_RECORDS FOR THE EXERCISE_
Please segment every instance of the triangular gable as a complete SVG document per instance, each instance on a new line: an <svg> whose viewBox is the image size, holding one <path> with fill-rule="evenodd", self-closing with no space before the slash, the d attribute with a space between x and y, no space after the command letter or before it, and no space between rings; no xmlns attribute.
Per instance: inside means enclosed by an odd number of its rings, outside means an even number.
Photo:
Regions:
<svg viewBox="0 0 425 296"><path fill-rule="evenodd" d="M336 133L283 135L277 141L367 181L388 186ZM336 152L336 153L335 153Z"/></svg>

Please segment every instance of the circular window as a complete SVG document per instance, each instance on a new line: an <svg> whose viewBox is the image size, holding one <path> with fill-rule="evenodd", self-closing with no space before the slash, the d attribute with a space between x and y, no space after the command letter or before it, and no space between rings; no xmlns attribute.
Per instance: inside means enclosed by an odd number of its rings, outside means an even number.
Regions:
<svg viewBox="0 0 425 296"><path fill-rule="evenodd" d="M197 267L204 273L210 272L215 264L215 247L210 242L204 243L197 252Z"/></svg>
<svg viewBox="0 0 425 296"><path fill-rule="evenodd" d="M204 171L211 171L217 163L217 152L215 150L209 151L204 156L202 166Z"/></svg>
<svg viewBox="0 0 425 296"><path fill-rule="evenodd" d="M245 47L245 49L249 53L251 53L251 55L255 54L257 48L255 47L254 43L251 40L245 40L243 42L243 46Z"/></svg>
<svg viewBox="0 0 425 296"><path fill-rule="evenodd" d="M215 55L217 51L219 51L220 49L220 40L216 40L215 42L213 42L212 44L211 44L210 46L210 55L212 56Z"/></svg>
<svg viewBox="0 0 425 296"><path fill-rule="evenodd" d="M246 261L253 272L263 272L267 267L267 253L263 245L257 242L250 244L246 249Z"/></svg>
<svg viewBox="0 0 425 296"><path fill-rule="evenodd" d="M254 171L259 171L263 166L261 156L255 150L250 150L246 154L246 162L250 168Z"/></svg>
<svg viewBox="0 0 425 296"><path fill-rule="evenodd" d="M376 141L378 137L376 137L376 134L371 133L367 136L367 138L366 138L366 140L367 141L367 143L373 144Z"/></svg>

_WORK REQUIRED_
Render every line of the items above as a Markdown table with two columns, Row and Line, numbering each row and leaving out blank lines.

_WRITTEN SOLUTION_
| Row | Line |
|---|---|
| 1 | Please segment every instance of the triangular gable as a complete SVG document per instance, each instance on a new line: an <svg> whose viewBox is the image size, holding one <path> with fill-rule="evenodd", self-closing with no space before the slash, the d attribute with a space between x and y, no space after the command letter or before it, and no space between rings; no xmlns attribute. |
| 2 | Per instance: inside means enclosed by an odd number of its rings, outside means an even number. |
| 3 | Photo: |
| 4 | Regions: |
| 5 | <svg viewBox="0 0 425 296"><path fill-rule="evenodd" d="M336 133L283 135L277 141L367 181L388 186ZM336 152L336 153L335 153Z"/></svg> |
| 6 | Please segment every instance of the circular window as a complete SVG document per instance, each instance on a new line: an <svg> whose viewBox is the image size, holding one <path> with fill-rule="evenodd", self-closing with no space before the slash, the d attribute with a space between x and y, no space after the command letter or before it, and no space between rings; no xmlns attribute. |
| 7 | Per instance: inside means enclosed by an odd number of its rings, outside means an even number. |
| 8 | Regions: |
| 9 | <svg viewBox="0 0 425 296"><path fill-rule="evenodd" d="M197 267L204 273L210 272L215 264L215 247L210 242L204 243L197 252Z"/></svg> |
| 10 | <svg viewBox="0 0 425 296"><path fill-rule="evenodd" d="M204 171L211 171L217 163L217 152L215 150L209 151L204 156L202 166Z"/></svg> |
| 11 | <svg viewBox="0 0 425 296"><path fill-rule="evenodd" d="M245 47L245 49L249 53L251 53L251 55L255 54L257 48L255 47L254 43L251 40L245 40L243 42L243 46Z"/></svg> |
| 12 | <svg viewBox="0 0 425 296"><path fill-rule="evenodd" d="M215 55L217 51L219 51L220 49L220 40L216 40L215 42L213 42L212 44L211 44L210 46L210 55L212 56Z"/></svg> |
| 13 | <svg viewBox="0 0 425 296"><path fill-rule="evenodd" d="M246 261L253 272L263 272L267 267L267 253L263 245L257 242L250 244L246 249Z"/></svg> |
| 14 | <svg viewBox="0 0 425 296"><path fill-rule="evenodd" d="M254 171L259 171L263 166L261 156L255 150L250 150L246 154L246 162L250 168Z"/></svg> |
| 15 | <svg viewBox="0 0 425 296"><path fill-rule="evenodd" d="M376 141L378 137L376 137L376 134L371 133L367 136L367 138L366 138L366 140L367 141L367 143L373 144Z"/></svg> |